§ DATA TO USE

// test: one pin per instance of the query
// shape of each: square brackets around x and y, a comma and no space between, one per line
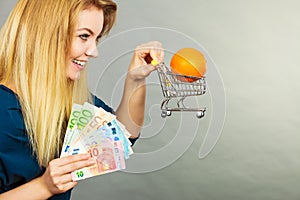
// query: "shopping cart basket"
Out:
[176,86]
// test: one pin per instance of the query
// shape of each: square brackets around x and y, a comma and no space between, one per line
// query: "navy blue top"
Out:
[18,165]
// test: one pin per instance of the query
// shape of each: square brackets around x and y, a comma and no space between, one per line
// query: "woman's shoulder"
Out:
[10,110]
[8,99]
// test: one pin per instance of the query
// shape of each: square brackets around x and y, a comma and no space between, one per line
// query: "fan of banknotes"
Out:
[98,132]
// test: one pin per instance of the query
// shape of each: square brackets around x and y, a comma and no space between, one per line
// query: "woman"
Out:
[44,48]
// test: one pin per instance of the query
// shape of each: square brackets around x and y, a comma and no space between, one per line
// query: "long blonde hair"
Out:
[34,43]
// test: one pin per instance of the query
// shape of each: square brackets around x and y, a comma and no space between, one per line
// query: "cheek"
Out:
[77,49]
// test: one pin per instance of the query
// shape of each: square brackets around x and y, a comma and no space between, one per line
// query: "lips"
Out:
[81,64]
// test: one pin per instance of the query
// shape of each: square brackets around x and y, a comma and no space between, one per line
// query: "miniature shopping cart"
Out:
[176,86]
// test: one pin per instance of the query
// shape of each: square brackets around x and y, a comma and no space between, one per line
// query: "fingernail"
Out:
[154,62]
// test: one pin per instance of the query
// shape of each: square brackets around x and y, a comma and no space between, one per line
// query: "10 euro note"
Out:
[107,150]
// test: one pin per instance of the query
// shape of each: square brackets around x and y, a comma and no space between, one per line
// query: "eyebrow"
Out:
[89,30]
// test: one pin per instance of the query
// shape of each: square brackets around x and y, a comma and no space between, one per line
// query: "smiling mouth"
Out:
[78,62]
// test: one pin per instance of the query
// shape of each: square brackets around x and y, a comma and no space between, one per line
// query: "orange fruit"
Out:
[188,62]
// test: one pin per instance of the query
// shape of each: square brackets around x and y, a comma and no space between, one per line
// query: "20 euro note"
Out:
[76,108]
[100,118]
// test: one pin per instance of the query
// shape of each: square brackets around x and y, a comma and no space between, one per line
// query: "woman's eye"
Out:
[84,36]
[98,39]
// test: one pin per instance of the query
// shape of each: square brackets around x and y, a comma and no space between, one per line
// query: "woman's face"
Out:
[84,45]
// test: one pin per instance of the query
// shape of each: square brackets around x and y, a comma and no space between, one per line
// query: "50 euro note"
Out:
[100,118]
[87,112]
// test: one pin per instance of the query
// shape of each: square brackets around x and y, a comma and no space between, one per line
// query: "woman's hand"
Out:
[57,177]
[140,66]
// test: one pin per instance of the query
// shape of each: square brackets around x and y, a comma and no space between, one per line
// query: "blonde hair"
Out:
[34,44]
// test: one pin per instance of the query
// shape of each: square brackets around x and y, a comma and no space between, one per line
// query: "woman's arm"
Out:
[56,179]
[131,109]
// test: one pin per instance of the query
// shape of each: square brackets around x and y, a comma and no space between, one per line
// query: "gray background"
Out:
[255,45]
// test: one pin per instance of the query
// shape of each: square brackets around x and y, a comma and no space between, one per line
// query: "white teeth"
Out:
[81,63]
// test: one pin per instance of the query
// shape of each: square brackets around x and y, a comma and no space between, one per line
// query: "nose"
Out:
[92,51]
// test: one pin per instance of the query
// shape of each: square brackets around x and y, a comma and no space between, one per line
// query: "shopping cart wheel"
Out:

§ TASK REQUIREMENTS
Reproduce the records, all of them, word for word; omit the pictures.

§ TASK OUTPUT
// test: one pin per instance of the query
// shape of each: square brackets around x and y, a comma and no space between, one per line
// query: "shopping cart basket"
Out:
[176,86]
// test: one pin per instance of the query
// shape of each: square brackets around x and y, a comma and no space between, one per line
// query: "navy blue top"
Out:
[18,165]
// test: one pin per instance of the query
// shape of each: square brackets around x and y, a comma and no space between, one per line
// query: "woman's shoulder"
Out:
[10,110]
[8,99]
// test: one pin per instance of the query
// shape of each: square brackets around x and y, a comma and no space between, one per line
// query: "fan of banknotes"
Out:
[98,132]
// test: one pin per instance of the query
// shape of each: square brackets around x and y, a comma and no space between, one per line
// query: "woman"
Out:
[44,48]
// test: one pin per instance of the query
// shape of each: square brackets around x and y, a comma and no space between, one per line
// query: "long blonde hair"
Out:
[34,43]
// test: one pin per instance of the query
// shape of each: square brackets around x and y, a comma and no space between, one per line
// query: "cheek"
Out:
[77,49]
// test: one pin per instance of the query
// shape of each: square brackets around x and y, a comma and no space between, one per line
// query: "lips"
Out:
[81,64]
// test: one pin per instance of the query
// shape of each: square brackets around x and y, a comma and no space between, one per line
// query: "miniature shopping cart"
Out:
[176,86]
// test: one pin per instance of the query
// shape of each: square brackets around x and y, a comma and no space between, one per line
// query: "fingernail"
Out:
[154,62]
// test: one pin per instance of the query
// shape of each: square brackets around x and y, a comma and no space between, one per line
// query: "10 euro note"
Out:
[107,150]
// test: one pin per instance of the query
// shape of each: square brackets around x and y, a comma and no space between, one per line
// query: "eyebrow"
Out:
[89,30]
// test: one pin per instance of the query
// shape of each: square brackets around x and y, a comma and no space between, one per line
// query: "smiling mouth"
Out:
[78,62]
// test: one pin per instance of the query
// shape of each: square brackets around x and y, a comma and no space between, one per line
// query: "orange fruit"
Out:
[188,62]
// test: one pin per instance of the query
// shape of each: square brackets around x and y, a comma and no space between, one per line
// query: "20 euro note"
Out:
[76,108]
[100,118]
// test: one pin per instance of the query
// shape of each: square brackets around x and y, a comma and no space between, one per line
// query: "woman's eye"
Out:
[84,36]
[98,39]
// test: one pin per instance of the query
// shape of each: square brackets around x and y, a comma and no space between, one per line
// query: "woman's face"
Out:
[84,45]
// test: one pin per instance of the query
// shape of each: square brackets around x and y, a comma and no space between, one per line
// query: "50 euro note"
Out:
[100,118]
[87,112]
// test: one pin per instance of the query
// shape of each: square brackets around x and y, a comma and no space between, one per line
// query: "woman's hand"
Out:
[57,177]
[140,66]
// test: one pin per instance of the query
// shape of each: square brackets around x and y, a comma and no space between, one per line
// query: "blonde hair"
Out:
[34,44]
// test: one pin per instance of the query
// shape of each: square brackets around x and y, a comma and no space between, one per line
// query: "woman's arm"
Out:
[56,179]
[131,109]
// test: one pin per instance of the query
// shape of each: square brackets around x and y, a comma and no space between, one per line
// query: "gray background"
Out:
[255,45]
// test: one pin per instance of the query
// shape of each: square brackets around x and y, a comma and no space between, one per line
// query: "white teeth"
Out:
[81,63]
// test: one pin per instance of the query
// shape of each: square brackets around x and y, a comma and no space between, one per line
// query: "nose"
Out:
[92,51]
// test: one pin per instance of the query
// shape of each: square brackets around x and y, a comma and no space between, one per line
// query: "shopping cart wheel"
Out:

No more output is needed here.